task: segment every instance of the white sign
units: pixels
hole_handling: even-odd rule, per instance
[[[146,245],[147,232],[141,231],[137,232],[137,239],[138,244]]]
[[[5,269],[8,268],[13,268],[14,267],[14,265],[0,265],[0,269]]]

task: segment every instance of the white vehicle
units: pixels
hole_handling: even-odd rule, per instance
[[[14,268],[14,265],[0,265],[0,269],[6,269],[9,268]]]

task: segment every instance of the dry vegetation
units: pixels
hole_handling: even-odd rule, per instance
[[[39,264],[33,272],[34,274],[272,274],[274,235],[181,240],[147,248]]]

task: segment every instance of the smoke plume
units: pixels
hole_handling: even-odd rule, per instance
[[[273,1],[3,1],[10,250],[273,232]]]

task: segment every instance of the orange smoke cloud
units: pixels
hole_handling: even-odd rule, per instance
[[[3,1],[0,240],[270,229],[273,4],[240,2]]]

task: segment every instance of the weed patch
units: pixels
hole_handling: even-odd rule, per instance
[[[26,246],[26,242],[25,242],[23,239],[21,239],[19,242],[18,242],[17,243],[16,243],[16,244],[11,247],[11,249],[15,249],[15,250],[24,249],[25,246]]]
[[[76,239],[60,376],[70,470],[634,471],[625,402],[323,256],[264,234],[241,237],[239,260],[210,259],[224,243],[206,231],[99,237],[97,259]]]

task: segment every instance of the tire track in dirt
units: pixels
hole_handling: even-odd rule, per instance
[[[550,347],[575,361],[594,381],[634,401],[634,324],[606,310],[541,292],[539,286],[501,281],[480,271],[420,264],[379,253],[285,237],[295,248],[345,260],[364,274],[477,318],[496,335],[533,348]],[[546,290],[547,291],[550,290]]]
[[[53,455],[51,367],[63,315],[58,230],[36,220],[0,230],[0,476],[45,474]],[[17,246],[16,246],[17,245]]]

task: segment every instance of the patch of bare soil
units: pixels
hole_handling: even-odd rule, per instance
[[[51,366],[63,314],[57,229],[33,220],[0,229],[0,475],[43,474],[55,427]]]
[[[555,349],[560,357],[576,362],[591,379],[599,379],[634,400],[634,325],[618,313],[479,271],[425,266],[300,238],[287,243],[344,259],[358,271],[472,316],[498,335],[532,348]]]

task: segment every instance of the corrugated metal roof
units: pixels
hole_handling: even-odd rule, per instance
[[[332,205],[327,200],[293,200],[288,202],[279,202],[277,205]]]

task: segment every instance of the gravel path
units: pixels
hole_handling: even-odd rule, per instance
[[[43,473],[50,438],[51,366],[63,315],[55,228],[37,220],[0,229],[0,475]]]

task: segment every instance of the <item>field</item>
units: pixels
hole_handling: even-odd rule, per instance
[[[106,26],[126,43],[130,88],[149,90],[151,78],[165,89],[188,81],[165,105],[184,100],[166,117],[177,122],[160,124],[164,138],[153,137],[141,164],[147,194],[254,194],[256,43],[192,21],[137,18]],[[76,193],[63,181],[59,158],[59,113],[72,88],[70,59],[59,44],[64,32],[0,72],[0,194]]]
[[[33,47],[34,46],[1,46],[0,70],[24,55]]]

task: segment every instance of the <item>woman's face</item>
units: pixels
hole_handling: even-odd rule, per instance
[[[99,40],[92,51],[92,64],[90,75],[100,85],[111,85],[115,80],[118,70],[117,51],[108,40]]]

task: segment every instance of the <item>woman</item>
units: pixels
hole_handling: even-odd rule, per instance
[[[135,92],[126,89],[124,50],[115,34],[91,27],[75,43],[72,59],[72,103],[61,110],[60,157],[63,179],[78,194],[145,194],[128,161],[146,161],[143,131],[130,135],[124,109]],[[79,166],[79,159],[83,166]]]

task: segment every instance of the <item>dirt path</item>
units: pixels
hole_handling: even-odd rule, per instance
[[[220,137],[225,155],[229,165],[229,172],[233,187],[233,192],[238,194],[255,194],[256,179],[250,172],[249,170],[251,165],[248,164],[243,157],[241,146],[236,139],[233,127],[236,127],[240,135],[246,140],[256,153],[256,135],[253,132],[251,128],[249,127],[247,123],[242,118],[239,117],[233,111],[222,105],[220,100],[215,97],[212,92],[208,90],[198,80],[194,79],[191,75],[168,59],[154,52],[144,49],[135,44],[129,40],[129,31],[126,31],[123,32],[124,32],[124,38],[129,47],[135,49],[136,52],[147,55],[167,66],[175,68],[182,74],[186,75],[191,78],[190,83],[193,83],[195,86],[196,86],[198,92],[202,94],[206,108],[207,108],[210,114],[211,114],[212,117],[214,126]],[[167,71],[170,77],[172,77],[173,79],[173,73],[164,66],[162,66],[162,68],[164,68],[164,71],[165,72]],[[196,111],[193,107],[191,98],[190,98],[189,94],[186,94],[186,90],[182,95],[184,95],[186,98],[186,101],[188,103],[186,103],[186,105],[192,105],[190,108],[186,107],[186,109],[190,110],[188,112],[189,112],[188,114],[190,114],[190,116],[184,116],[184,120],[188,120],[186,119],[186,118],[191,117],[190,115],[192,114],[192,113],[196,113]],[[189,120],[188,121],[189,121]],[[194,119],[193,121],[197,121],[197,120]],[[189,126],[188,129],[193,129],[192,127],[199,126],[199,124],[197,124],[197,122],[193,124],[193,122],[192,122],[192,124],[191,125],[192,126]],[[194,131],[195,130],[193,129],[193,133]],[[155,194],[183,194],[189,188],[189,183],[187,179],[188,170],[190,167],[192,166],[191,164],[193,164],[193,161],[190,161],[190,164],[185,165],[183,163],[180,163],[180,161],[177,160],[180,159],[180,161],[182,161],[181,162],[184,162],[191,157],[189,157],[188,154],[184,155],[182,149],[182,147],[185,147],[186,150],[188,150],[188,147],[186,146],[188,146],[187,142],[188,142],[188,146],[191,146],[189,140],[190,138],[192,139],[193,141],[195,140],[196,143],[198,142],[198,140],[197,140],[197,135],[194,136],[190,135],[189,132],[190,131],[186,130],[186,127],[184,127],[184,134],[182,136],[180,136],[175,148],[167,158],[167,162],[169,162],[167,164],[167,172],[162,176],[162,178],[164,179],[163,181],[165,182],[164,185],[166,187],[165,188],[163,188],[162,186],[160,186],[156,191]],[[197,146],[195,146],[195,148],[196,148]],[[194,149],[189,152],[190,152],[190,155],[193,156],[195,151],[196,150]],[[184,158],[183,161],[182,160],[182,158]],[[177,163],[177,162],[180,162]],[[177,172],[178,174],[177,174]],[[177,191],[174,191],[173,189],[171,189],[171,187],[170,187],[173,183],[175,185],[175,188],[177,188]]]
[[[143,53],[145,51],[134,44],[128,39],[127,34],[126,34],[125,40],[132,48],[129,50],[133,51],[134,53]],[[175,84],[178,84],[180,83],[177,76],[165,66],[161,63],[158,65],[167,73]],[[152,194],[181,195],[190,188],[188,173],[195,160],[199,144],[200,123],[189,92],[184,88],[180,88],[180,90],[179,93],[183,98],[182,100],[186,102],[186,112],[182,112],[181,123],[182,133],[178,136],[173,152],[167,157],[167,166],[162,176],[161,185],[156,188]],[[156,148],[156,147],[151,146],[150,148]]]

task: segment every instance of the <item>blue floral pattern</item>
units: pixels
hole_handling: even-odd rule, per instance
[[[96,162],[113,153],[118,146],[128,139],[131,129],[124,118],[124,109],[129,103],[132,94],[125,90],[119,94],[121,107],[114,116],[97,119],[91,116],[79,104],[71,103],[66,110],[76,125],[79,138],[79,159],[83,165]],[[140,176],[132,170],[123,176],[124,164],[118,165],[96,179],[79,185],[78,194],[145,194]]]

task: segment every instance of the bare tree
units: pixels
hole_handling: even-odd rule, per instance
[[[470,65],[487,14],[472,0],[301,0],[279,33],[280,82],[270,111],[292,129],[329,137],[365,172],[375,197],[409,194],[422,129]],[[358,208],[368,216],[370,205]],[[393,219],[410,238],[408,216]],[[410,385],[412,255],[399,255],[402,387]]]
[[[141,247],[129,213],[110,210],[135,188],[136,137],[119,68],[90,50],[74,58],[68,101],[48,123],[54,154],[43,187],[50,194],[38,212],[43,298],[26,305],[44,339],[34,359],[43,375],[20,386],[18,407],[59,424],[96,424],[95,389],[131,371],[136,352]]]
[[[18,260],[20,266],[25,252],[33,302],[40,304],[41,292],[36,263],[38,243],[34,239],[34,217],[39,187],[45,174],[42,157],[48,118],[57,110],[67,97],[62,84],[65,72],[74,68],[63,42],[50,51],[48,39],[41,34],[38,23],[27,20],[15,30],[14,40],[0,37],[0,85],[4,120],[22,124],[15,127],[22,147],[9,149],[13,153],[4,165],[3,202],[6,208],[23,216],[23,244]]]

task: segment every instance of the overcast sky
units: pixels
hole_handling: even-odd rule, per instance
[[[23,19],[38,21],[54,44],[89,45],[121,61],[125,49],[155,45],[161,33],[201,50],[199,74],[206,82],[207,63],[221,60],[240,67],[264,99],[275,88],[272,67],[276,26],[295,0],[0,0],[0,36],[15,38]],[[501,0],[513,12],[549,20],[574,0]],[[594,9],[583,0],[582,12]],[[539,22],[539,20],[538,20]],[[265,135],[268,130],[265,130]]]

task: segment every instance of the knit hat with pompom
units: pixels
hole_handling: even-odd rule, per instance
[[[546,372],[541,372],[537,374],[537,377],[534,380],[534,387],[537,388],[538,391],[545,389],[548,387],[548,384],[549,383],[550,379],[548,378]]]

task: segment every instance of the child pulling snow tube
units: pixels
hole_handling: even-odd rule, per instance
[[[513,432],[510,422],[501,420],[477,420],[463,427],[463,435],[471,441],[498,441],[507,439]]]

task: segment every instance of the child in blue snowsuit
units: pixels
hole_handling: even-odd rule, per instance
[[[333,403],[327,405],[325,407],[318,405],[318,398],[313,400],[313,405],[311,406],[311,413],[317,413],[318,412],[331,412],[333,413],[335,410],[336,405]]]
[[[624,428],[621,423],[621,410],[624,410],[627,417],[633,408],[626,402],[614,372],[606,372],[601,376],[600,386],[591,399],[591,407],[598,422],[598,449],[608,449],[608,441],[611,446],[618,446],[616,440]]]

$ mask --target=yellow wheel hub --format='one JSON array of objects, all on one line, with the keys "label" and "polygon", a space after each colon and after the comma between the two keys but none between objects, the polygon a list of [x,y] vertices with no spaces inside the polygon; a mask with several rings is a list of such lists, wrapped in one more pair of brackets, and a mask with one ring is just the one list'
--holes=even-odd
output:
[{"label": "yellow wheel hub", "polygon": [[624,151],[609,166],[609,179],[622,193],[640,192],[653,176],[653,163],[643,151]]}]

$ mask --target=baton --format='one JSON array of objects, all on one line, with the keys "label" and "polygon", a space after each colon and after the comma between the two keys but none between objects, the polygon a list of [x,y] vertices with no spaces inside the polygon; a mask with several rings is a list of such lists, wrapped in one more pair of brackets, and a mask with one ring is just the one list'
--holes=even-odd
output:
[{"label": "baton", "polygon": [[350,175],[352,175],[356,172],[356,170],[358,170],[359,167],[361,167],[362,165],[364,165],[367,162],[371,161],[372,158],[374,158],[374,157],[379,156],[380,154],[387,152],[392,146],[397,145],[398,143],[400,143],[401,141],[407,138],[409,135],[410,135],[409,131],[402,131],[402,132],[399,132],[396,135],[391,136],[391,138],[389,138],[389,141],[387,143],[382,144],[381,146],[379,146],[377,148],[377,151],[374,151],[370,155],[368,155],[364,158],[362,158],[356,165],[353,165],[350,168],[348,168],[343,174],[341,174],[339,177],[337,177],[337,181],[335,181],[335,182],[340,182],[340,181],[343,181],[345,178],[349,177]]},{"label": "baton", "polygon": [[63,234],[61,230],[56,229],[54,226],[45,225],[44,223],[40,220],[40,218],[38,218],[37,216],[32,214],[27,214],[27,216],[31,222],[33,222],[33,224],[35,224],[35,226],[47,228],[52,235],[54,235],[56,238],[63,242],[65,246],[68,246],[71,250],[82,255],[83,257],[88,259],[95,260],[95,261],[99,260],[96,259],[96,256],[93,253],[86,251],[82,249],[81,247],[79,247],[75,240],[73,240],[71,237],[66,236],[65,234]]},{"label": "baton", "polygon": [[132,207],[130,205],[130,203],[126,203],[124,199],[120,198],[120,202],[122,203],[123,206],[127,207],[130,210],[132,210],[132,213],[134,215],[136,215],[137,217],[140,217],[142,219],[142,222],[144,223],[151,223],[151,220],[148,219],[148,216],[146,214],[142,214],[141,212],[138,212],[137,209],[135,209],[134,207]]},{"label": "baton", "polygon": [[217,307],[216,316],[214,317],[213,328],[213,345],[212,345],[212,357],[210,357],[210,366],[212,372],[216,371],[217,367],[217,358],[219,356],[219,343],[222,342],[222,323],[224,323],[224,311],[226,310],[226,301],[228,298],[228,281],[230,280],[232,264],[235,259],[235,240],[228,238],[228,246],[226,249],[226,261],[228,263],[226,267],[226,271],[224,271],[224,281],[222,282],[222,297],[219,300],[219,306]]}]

TASK STATEMENT:
Please turn the lines of the listing above, from the line with "task: segment every instance of the smoke" up to and including the line with "[[[3,1],[0,240],[270,229],[273,4],[240,2]]]", into a numbered list, leaving out any blank lines.

PROBLEM SOLUTION:
1. task: segment every instance of the smoke plume
2. units: pixels
3. hole_handling: even-odd rule, per instance
4. [[[273,1],[3,1],[10,250],[273,232]]]
5. task: segment every instance of the orange smoke cloud
6. units: pixels
7. hole_handling: even-odd rule, per instance
8. [[[3,1],[0,240],[270,229],[273,4],[240,2]]]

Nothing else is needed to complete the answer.